[Natural language region descriptions]
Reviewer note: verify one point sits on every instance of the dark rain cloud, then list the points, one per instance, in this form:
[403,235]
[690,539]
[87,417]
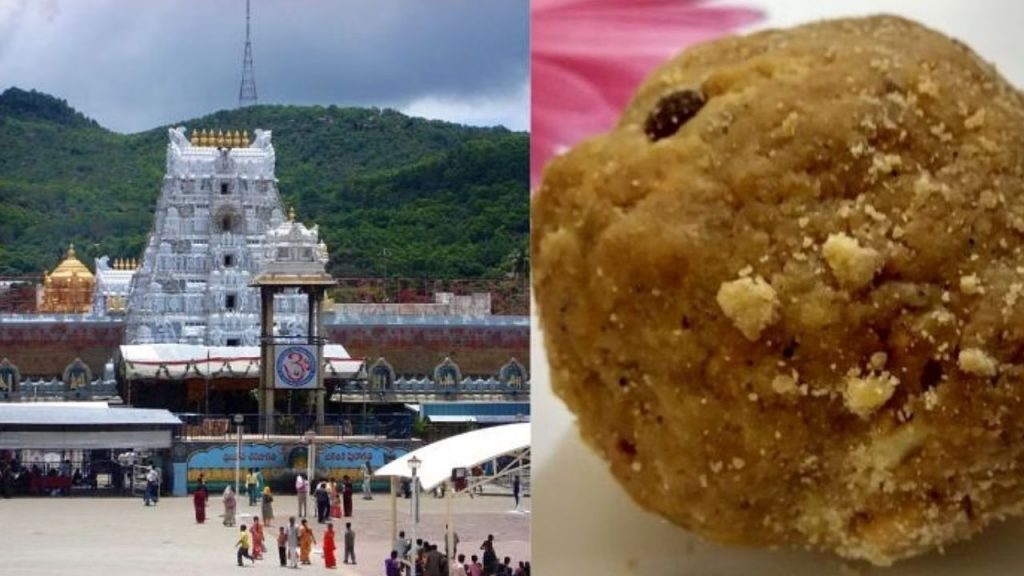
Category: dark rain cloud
[134,65]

-- Problem to work on --
When you print the records above, keep them exact and leave out the pictures.

-- Exercise answer --
Reviewer note: verify one point sits on every instance of the dark rain cloud, then list the points, one per instance, in this form:
[403,235]
[690,539]
[87,417]
Category: dark rain cloud
[134,65]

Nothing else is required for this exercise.